Stored data:

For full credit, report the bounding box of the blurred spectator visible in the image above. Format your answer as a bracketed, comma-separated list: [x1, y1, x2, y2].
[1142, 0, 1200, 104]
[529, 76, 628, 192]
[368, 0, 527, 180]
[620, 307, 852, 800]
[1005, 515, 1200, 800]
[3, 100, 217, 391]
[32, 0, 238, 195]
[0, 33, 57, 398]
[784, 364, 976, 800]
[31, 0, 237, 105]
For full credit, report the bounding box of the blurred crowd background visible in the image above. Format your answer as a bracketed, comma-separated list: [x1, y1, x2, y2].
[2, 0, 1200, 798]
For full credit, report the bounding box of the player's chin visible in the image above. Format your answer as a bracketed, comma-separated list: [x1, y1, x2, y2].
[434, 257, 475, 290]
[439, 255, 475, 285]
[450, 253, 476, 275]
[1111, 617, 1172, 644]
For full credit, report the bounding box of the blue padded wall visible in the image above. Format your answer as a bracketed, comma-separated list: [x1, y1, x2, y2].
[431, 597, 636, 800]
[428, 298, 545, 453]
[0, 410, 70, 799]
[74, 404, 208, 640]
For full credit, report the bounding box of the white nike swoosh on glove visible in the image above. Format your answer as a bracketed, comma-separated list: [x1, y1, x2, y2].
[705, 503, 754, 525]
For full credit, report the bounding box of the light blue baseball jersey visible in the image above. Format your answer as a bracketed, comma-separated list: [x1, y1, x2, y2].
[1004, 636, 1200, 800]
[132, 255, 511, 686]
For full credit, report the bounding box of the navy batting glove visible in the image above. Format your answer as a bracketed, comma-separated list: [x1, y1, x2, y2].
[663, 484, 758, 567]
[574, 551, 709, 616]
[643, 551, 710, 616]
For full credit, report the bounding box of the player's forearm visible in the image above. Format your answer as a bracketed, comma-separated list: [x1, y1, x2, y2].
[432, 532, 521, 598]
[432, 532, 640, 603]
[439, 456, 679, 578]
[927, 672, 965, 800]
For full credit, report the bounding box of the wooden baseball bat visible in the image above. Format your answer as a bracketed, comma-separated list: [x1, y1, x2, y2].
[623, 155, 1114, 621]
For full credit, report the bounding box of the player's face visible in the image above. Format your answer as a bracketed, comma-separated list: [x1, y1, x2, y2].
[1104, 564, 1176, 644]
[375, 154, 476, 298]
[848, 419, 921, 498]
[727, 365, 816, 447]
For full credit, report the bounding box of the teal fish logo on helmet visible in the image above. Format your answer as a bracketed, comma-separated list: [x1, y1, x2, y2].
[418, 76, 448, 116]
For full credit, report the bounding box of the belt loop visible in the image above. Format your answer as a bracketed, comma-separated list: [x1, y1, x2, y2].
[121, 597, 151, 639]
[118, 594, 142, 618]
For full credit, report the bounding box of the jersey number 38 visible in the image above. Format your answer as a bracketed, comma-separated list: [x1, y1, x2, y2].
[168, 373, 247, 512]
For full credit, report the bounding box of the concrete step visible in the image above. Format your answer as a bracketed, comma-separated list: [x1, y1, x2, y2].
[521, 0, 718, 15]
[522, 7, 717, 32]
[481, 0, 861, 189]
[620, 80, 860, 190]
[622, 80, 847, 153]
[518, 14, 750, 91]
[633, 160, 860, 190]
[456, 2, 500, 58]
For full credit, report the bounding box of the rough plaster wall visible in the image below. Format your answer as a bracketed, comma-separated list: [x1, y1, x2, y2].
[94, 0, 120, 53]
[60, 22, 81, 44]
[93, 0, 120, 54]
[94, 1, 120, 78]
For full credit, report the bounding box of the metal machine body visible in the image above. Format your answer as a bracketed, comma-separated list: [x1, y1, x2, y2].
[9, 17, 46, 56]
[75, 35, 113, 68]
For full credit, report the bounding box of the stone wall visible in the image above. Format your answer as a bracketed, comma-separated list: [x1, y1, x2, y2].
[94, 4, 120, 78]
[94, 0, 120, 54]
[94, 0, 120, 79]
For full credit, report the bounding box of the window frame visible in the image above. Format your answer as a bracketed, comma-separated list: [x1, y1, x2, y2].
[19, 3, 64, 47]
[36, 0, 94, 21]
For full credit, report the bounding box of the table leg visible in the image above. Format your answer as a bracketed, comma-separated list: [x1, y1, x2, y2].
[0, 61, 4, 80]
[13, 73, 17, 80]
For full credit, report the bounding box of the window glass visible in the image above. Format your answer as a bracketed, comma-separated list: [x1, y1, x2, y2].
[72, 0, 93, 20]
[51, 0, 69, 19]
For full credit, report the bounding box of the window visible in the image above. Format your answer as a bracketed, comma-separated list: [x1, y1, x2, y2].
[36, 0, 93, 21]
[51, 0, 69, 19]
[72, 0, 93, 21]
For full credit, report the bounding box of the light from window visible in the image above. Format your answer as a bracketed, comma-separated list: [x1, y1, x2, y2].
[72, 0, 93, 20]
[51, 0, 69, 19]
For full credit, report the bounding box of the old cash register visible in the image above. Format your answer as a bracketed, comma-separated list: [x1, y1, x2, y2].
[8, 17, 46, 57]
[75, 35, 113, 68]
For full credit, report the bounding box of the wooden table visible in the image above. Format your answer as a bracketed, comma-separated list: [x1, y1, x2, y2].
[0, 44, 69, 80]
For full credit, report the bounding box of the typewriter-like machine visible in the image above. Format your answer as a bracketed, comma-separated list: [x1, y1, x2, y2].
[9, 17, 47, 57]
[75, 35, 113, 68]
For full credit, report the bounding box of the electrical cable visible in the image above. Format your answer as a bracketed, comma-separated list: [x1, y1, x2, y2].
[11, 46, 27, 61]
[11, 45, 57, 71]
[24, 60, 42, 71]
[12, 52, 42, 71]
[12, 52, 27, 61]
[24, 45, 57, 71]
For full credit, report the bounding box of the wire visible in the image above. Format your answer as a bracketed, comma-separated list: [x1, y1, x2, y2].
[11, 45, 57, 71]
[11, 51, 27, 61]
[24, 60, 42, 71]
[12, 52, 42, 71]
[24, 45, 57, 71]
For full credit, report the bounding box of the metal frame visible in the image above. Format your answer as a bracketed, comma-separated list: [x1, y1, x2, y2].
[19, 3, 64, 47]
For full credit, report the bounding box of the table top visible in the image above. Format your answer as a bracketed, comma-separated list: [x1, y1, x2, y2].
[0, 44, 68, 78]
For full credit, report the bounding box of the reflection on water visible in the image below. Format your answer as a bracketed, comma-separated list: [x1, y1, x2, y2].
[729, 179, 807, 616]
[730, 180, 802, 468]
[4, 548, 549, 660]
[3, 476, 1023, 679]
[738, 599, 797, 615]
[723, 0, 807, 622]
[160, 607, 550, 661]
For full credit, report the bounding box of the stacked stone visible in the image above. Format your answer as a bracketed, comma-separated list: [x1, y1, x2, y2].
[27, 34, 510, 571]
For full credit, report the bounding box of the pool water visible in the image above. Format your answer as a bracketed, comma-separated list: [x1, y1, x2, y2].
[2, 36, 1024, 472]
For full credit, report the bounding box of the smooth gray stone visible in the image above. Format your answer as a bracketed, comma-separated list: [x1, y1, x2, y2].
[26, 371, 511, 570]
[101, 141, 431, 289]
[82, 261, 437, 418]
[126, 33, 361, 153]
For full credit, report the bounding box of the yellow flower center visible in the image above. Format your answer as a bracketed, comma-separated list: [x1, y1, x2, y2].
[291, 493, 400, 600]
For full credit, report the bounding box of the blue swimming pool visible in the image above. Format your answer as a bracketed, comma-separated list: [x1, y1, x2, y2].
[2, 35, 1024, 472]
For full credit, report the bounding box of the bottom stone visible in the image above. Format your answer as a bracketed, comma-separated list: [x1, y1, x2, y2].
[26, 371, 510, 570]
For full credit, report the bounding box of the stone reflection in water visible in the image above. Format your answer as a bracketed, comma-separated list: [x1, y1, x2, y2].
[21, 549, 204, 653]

What needs to be done:
Repeat every record above exactly as it appears.

Output below:
For full credit, report the bounding box of the blurred spectator visible in the image above. Format your answer as a bracketed, comma-separated list: [x1, y1, x2, y2].
[1142, 0, 1200, 104]
[529, 76, 628, 192]
[368, 0, 527, 180]
[620, 307, 852, 800]
[1005, 515, 1200, 800]
[3, 100, 217, 391]
[32, 0, 238, 195]
[0, 33, 57, 398]
[784, 364, 976, 800]
[31, 0, 237, 105]
For full credit, report the bounding box of the blurred crowd background visible in the image above. Format your answer as a bracketed, comma-separated list: [x1, y1, x2, y2].
[2, 0, 1200, 798]
For full credit, report the bounding box of the player's chin visible in the image above. Format your answer as a bracketed, comma-separated list: [x1, y1, x2, y2].
[434, 257, 475, 290]
[439, 255, 475, 285]
[450, 253, 476, 275]
[1111, 617, 1172, 644]
For full credit, report the bounding box of the blue padded wall visible in the image above. Format your answer as a bracketed, comma-separated list: [x1, y1, x2, y2].
[431, 597, 636, 800]
[428, 298, 545, 453]
[0, 410, 70, 799]
[74, 404, 208, 640]
For full credit, report the bounding box of the white nike swoosh on glove visible in the image above. Format your answer as a bracketed, comma-separated list: [x1, y1, x2, y2].
[705, 503, 754, 525]
For full credit, report the bounding box of the light blue baseball jersey visible in the image above. Format your answer as a bracketed, comma-separated list: [x1, y1, x2, y2].
[1004, 636, 1200, 800]
[132, 255, 511, 686]
For full credit, report the bounding box of the navy batting glove visible in the image above. Format your answer as a bracketed, comma-separated list: [x1, y1, x2, y2].
[663, 484, 758, 567]
[574, 551, 709, 616]
[643, 551, 710, 616]
For full credit, report the bounding box of the player's forearm visible in the image above. Format your answer as a bracketed, comma-separated list: [x1, y1, x2, y2].
[432, 532, 521, 598]
[432, 532, 640, 603]
[439, 456, 679, 578]
[927, 672, 965, 800]
For full credit, report the bounding box of the wooden baseball bat visible in the image above. Format your answer as a bracketed, comma-separated list: [x1, y1, x2, y2].
[623, 155, 1114, 621]
For full credit, report the bounding box of the player's face visible in the image above. Format your answer as a bracketed, comma-separated list: [x1, y1, x2, y2].
[1104, 564, 1176, 644]
[375, 154, 476, 298]
[848, 419, 921, 498]
[727, 365, 816, 447]
For full credit, report the bounding box of the teal fish logo on helmet visible in the image above. Format your answer as a bracketed, comma-separated list: [x1, y1, x2, y2].
[418, 76, 448, 116]
For full credit, report the bounding box of the belt loop visible in the image above. Format your answer as a bracketed, comma-separated list: [x1, y1, x2, y2].
[121, 597, 151, 639]
[118, 594, 142, 618]
For full credit, report the bounding box of the jersey number 38 visible in the image above. Format your answer as a bracketed, comma-separated list: [x1, y1, x2, y2].
[168, 373, 247, 512]
For full credit, report the bounding box of the concrete step visible in the image above. Format your answer as a bracketed, comma-separated list: [x1, y1, x2, y2].
[521, 0, 718, 15]
[522, 7, 717, 32]
[481, 0, 861, 189]
[620, 80, 860, 190]
[622, 80, 847, 153]
[518, 14, 750, 91]
[633, 160, 860, 190]
[456, 2, 500, 58]
For full credit, report the bounding box of the rough plaster wall visible in the image below. Format your answer as a bracketed, comma-separated list: [x1, y1, x2, y2].
[94, 0, 120, 53]
[60, 22, 81, 44]
[93, 0, 120, 54]
[94, 1, 120, 78]
For full credit, report the bounding box of the metal machine body visible in the image above. Format your answer as a bracketed, comma-separated list: [x1, y1, x2, y2].
[9, 17, 46, 56]
[75, 35, 113, 68]
For full credit, report the bounding box of the stone wall visible in the image above. Format your answer as a bracketed, comma-separated list: [x1, y1, x2, y2].
[94, 4, 120, 78]
[94, 0, 120, 54]
[94, 0, 120, 79]
For full credit, report the bounding box of the window frame visible in the image above. Format your answer as a bracketed, comma-separated list: [x1, y1, x2, y2].
[19, 3, 64, 47]
[36, 0, 94, 21]
For full credit, report the bounding box of the table leg visible in the image above. Format your answer as a bracketed, comma-separated list: [x1, y1, x2, y2].
[0, 61, 4, 80]
[13, 73, 17, 80]
For full credit, report the bounding box of the window glass visible in the image above. Format your answer as a bracketed, comma-separated list: [x1, y1, x2, y2].
[72, 0, 93, 20]
[51, 0, 69, 19]
For full credit, report the bounding box of the window visible in the image above. Format your answer as a bracketed, comma-separated list: [x1, y1, x2, y2].
[36, 0, 93, 21]
[51, 0, 69, 19]
[72, 0, 93, 21]
For full credit, report the bounding box of the light from window visible in the image above. Format your answer as a bracketed, comma-separated list: [x1, y1, x2, y2].
[72, 0, 93, 20]
[51, 0, 69, 19]
For full credit, report the bounding box of the old cash register visible in the image above. Format your answer as a bracketed, comma-separated list: [x1, y1, x2, y2].
[8, 17, 46, 57]
[75, 35, 113, 68]
For full credit, report the bounding box of the wooden table visible in the image above. Format your answer as a bracketed, comma-separated list: [x1, y1, x2, y2].
[0, 44, 69, 80]
For full credit, report the bounding box of the typewriter-like machine visible in the image above. Format your answer as a bracketed, comma-separated list: [x1, y1, x2, y2].
[9, 17, 47, 57]
[75, 35, 113, 68]
For full credit, report the bounding box of the electrical cable visible in the image above. Format your answer as a bracketed, comma-separated list: [x1, y1, x2, y2].
[11, 46, 27, 61]
[11, 45, 57, 71]
[24, 60, 42, 71]
[12, 52, 42, 71]
[12, 52, 27, 61]
[24, 45, 57, 71]
For full credit, report the bounding box of the wire visible in the image above. Format your answer as a bracketed, comma-separated list: [x1, y1, x2, y2].
[11, 45, 57, 71]
[11, 51, 27, 61]
[24, 60, 42, 71]
[12, 52, 42, 71]
[24, 45, 57, 71]
For full credit, report the bounding box of the metal frame visible in the image above. Format your answer as a bracketed, comma-separated list: [x1, y1, x2, y2].
[19, 3, 64, 47]
For full credit, report the bounding box of the table top visible in the image above. Format your answer as a bracketed, comma-separated list: [x1, y1, x2, y2].
[0, 44, 68, 78]
For full credit, report the bounding box of the reflection on water visible in the image below. Format your answer as a bracketed, comma-separated list: [x1, y1, x2, y2].
[729, 179, 807, 616]
[730, 180, 802, 468]
[4, 548, 549, 660]
[3, 476, 1023, 679]
[738, 599, 797, 615]
[723, 0, 807, 622]
[160, 607, 550, 661]
For full credit, report the bounding box of the stacked stone visible in the image above. Format your answer as a bracketed, comma-separated list: [x1, y1, x2, y2].
[27, 34, 510, 571]
For full credit, report the bounding box of the pool water visible in the image above. Format your answer as a bracketed, comma-separated list: [x1, y1, x2, y2].
[2, 36, 1024, 472]
For full credit, report the bounding box of the smooth gray stone visible in the image above. Format your answer as a bracketed, comma-separated list: [x1, y1, x2, y2].
[26, 371, 511, 570]
[101, 141, 431, 289]
[82, 261, 437, 418]
[126, 33, 361, 153]
For full credit, report the bounding box of the yellow flower center visible in the image above. Format your answer as a bracketed, comma-separated list: [x1, y1, x2, y2].
[291, 493, 400, 600]
For full credit, report the bounding box of the blue swimming pool visible in the image above. Format your answer as a bracketed, comma-separated list: [x1, y1, x2, y2].
[2, 35, 1024, 472]
For full credit, report the bounding box of the bottom stone visible in the image above. Format your answer as a bracketed, comma-separated list: [x1, y1, x2, y2].
[26, 371, 510, 570]
For full credit, report the bounding box of the stone reflection in water visible in the image above. Format your answer as a bracketed, comma-separated list: [x1, y1, x2, y2].
[21, 549, 204, 653]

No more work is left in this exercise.